◆ TASK ◆
Rewrite the lines below as a numbered list, leaving out any blank lines.

◆ STORED DATA ◆
+++++
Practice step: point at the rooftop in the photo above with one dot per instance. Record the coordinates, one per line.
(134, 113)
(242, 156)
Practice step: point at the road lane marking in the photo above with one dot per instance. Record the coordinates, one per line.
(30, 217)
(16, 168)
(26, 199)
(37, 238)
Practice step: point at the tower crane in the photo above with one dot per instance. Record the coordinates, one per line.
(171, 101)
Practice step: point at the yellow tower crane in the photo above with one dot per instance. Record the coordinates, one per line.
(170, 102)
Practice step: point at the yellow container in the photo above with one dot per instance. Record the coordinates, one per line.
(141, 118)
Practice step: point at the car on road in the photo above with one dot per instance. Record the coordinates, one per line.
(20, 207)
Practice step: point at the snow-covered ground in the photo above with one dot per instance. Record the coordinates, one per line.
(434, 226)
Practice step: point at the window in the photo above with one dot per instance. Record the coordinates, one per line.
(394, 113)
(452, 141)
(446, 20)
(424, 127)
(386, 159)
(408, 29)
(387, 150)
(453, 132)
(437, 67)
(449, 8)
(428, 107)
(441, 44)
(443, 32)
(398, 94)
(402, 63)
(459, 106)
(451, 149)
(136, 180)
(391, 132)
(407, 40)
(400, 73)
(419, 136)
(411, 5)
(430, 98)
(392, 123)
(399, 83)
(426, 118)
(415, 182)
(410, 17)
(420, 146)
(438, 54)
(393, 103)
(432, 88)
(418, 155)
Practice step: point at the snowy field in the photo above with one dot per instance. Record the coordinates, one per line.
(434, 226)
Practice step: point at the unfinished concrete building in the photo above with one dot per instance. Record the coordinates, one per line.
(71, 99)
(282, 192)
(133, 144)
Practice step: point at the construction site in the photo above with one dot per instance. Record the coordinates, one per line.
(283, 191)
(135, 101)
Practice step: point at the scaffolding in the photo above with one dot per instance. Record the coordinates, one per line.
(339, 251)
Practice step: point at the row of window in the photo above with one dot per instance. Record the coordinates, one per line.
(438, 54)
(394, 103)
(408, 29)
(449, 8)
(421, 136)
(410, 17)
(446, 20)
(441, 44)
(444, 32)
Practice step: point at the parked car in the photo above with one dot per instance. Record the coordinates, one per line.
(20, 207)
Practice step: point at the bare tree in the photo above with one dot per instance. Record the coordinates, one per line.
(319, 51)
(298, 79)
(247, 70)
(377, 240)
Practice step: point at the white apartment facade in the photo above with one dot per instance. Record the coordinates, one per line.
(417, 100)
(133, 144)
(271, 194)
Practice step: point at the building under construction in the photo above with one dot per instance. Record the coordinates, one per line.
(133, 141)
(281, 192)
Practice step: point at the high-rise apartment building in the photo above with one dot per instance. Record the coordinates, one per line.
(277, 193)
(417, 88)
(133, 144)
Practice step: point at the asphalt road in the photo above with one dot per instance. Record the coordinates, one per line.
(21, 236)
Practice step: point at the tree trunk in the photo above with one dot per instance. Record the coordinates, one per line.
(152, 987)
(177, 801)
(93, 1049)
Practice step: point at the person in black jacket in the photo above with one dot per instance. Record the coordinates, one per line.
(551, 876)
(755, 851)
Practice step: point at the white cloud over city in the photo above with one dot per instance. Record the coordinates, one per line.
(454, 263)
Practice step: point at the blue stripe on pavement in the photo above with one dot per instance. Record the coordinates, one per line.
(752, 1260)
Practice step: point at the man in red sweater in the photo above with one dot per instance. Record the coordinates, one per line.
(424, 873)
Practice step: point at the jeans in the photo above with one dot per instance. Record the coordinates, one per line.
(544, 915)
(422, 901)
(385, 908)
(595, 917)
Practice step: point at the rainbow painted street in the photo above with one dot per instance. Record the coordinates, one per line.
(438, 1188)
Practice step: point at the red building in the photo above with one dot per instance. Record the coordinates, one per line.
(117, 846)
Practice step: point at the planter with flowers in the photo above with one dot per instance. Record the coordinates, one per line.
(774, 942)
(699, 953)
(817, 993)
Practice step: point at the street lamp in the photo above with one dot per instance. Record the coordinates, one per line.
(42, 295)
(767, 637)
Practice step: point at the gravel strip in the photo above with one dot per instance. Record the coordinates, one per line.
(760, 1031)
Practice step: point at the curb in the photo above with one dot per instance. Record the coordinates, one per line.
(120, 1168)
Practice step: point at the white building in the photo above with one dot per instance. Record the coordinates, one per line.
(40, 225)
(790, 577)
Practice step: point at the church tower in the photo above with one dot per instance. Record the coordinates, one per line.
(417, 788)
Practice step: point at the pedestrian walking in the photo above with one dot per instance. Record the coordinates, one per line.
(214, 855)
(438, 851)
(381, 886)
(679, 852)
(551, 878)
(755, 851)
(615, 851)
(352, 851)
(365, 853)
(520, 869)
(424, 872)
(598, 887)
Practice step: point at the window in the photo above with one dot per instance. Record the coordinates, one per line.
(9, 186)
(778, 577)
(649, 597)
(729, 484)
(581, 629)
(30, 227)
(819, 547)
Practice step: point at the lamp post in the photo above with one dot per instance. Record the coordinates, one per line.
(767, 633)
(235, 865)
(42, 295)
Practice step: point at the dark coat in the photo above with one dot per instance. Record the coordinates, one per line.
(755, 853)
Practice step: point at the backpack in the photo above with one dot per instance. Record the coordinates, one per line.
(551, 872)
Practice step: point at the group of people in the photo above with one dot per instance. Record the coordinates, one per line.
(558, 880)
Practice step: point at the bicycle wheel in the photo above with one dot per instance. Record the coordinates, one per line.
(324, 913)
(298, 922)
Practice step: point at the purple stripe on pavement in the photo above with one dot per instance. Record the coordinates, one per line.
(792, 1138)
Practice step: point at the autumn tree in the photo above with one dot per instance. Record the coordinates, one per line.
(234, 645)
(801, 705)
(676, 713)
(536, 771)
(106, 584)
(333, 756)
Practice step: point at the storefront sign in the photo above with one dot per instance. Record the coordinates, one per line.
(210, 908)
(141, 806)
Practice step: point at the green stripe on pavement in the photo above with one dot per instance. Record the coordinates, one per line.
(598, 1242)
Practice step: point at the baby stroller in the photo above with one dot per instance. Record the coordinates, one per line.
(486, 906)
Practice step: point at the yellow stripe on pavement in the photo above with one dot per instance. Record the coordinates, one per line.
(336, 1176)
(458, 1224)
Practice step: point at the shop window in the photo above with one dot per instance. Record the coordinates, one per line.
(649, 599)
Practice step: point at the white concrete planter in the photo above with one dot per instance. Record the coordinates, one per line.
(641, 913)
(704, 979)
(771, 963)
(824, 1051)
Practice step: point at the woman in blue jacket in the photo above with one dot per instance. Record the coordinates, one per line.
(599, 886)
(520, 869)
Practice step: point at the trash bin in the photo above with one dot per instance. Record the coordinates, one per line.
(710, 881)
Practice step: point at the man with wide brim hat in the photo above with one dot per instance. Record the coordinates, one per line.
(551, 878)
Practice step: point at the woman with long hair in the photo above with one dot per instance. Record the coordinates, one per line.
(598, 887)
+++++
◆ OUTPUT OF THE TASK ◆
1. Practice step: point at the rooftop in the photo above with one dot per instance. Record the coordinates, one per line.
2. (134, 113)
3. (242, 156)
4. Practice step: point at the road lane marking in the photo above with one dot per instance. Record the coordinates, one per line.
5. (30, 217)
6. (16, 168)
7. (26, 199)
8. (37, 238)
9. Practice step: point at the tower crane in the photo above with one dot per instance. Record the coordinates, one per line.
10. (171, 101)
11. Practice step: point at the yellow tower crane in the photo above with one dot per instance. Record the coordinates, one per line.
12. (170, 102)
13. Practice step: point at the yellow container in the photo above with one dot per instance. Record the coordinates, one per line.
14. (141, 118)
15. Practice step: point at the car on road in the photo above with one dot per instance. Record the coordinates, one per line.
16. (20, 207)
17. Practice step: point at the snow-covered ground in the photo above with one dot per instance. Record the coordinates, one per line.
18. (434, 226)
19. Practice step: point at the window in the photo above with one dot per instance. Record the coordinates, one per line.
20. (394, 113)
21. (452, 141)
22. (446, 20)
23. (424, 127)
24. (386, 159)
25. (408, 29)
26. (387, 150)
27. (453, 132)
28. (437, 67)
29. (449, 8)
30. (428, 107)
31. (441, 44)
32. (443, 32)
33. (398, 94)
34. (402, 63)
35. (459, 106)
36. (451, 149)
37. (136, 180)
38. (391, 132)
39. (407, 40)
40. (400, 73)
41. (419, 136)
42. (411, 5)
43. (430, 98)
44. (392, 123)
45. (399, 83)
46. (426, 118)
47. (415, 182)
48. (410, 17)
49. (420, 146)
50. (438, 54)
51. (393, 103)
52. (432, 88)
53. (418, 155)
54. Practice step: point at the snowy field in the photo above with one dot per instance. Record the coordinates, one per line.
55. (434, 226)
56. Practice step: point at the unfinished concrete building in the photo above with one dot per instance. Record the coordinates, one per line.
57. (71, 99)
58. (282, 192)
59. (133, 144)
60. Practice step: point at the construction site in the photo above with one dot per instance. Record the coordinates, one per line.
61. (283, 191)
62. (135, 101)
63. Practice step: point at the scaffolding in the photo above with one dot per instance. Record the coordinates, one per line.
64. (339, 251)
65. Practice step: point at the row of window in the photo above with one dot per instance. Record the coordinates, one per line.
66. (438, 54)
67. (394, 103)
68. (408, 29)
69. (449, 8)
70. (421, 136)
71. (410, 17)
72. (446, 20)
73. (441, 44)
74. (444, 32)
75. Practice step: point at the parked car in the photo above with one dot per instance. Record the coordinates, one per line.
76. (20, 207)
77. Practice step: point at the bare tree in the photo above with one dot per instance. Record the coordinates, one per line.
78. (319, 51)
79. (298, 79)
80. (247, 70)
81. (377, 240)
82. Practice step: point at the white apartment facade in the photo above with one dot per instance. Record the coordinates, one per line.
83. (417, 100)
84. (133, 144)
85. (271, 194)
86. Practice step: point at the building under construction in the photo above with one dot per instance. Record the coordinates, one per line.
87. (133, 141)
88. (281, 192)
89. Practice step: point at the high-rise apartment building in the photo above with one dot per instance. Record the coordinates, one per line.
90. (277, 193)
91. (417, 88)
92. (133, 144)
93. Practice step: point at the asphalt road in the photo above with one dot per instance. Record the coordinates, one per line.
94. (21, 236)
95. Practice step: point at the tree trunk in the photo above with one dot per instance. Record the coordinates, one per line.
96. (152, 987)
97. (177, 801)
98. (93, 1049)
99. Practice step: point at the person in black jacket in the photo above with one dot per instance. Record the coordinates, one per line.
100. (551, 876)
101. (755, 851)
102. Practice step: point at the white cloud over city in the photo above with one dot per instance. Record the coordinates, one per line.
103. (454, 263)
104. Practice step: point at the blue stripe on pavement in the photo above with one dot per instance. Record the coordinates, one per line.
105. (752, 1260)
106. Practice step: point at the man in red sweater in the photo above with one dot per instance. Record the coordinates, one per line.
107. (424, 873)
108. Practice step: point at the jeans in the photo above with one dot per instance. Record the coordinates, one per line.
109. (544, 915)
110. (422, 901)
111. (385, 908)
112. (595, 917)
113. Practice step: point at the rainbow painted street in the photo above with one dot per instance. Record the coordinates, one per line.
114. (438, 1188)
115. Practice step: point at the red building in the photo above with one dot per instance. Record the coordinates, one per line.
116. (117, 846)
117. Practice step: point at the planter with flowers in the photo above with one dot per instance. Record the coordinates, one per line.
118. (774, 942)
119. (699, 953)
120. (817, 993)
121. Practice step: point at the street lamp in the photo above with one dot per instance. Record the coordinates, one per line.
122. (42, 295)
123. (767, 637)
124. Practice step: point at the gravel strip in the photo above with one dot per instance. Record the coordinates, one per line.
125. (760, 1031)
126. Practice step: point at the curb in the photo above with one dot per instance. Record the coordinates, one per line.
127. (120, 1168)
128. Practice step: point at the white building in the photo above with one dot per instance. Record the coordinates, one per line.
129. (40, 225)
130. (790, 577)
131. Practice step: point at the church tower in the photo above with one dot per instance. Record the coordinates, one per line.
132. (417, 788)
133. Practice step: point at the pedestrian walking in the photo above with one dot per instance. Record the coordinates, one per line.
134. (214, 855)
135. (438, 851)
136. (381, 886)
137. (679, 852)
138. (551, 878)
139. (755, 851)
140. (615, 851)
141. (352, 851)
142. (365, 853)
143. (520, 869)
144. (424, 872)
145. (598, 887)
146. Practice step: point at the window in the photo above with one dot per instance. Record the coordinates, one per line.
147. (9, 186)
148. (778, 577)
149. (649, 597)
150. (729, 484)
151. (581, 629)
152. (30, 227)
153. (819, 547)
154. Practice step: point at the lamp post in the photo above with one dot per instance. Record the coordinates, one per line.
155. (767, 633)
156. (235, 865)
157. (42, 295)
158. Practice step: point at the dark coat in the photo above with one dot per instance. Record the coordinates, one per line.
159. (755, 853)
160. Practice step: point at the backpack in the photo above with one dot per instance. Record the coordinates, one per line.
161. (551, 872)
162. Practice step: point at the group of people in the photo above with one dot per instance. Record the coordinates, one per line.
163. (558, 880)
164. Practice step: point at the bicycle wheel in the photo above with one dot per instance. Record the coordinates, one per line.
165. (324, 913)
166. (298, 922)
167. Practice step: point at the purple stripe on pavement in the photo above with one dot per instance. Record the coordinates, one per line.
168. (792, 1138)
169. Practice step: point at the autumn tree in the photo above with one dot per instance. Record the coordinates, one per line.
170. (234, 645)
171. (801, 705)
172. (676, 713)
173. (536, 771)
174. (106, 584)
175. (333, 756)
176. Practice step: point at the storefront sign in the photo above with one dot per instance. Record the coordinates, one per line.
177. (210, 908)
178. (141, 806)
179. Practice step: point at the green stripe on pavement in the photo above with one dot per instance. Record the coordinates, one per line.
180. (598, 1242)
181. Practice step: point at the baby stroller in the photo above with one dot per instance. Record the coordinates, one per line.
182. (486, 906)
183. Practice step: point at the yellow stripe on pavement in the photo above with one dot per instance. Record the coordinates, one per line.
184. (336, 1176)
185. (458, 1224)
186. Practice step: point at the shop window in the photo above with one dot per instance. Record the coordinates, one per line.
187. (649, 599)
188. Practice step: point at the white concrete planter in the photo above with one dot per instance. Record the coordinates, one per line.
189. (641, 913)
190. (704, 979)
191. (771, 963)
192. (824, 1051)
193. Practice step: point at the woman in blue jacket in the photo above with one dot per instance. Record the coordinates, one per line.
194. (599, 886)
195. (520, 869)
196. Practice step: point at the trash bin in the photo above with one dot per instance. Record the coordinates, one per line.
197. (710, 881)
198. Practice step: point at the man with wide brim hat in the photo above with one dot per instance. Record the coordinates, one per line.
199. (551, 878)
200. Practice step: point at the woman with long hair in the photo above with one dot per instance. Record the coordinates, one per line.
201. (598, 887)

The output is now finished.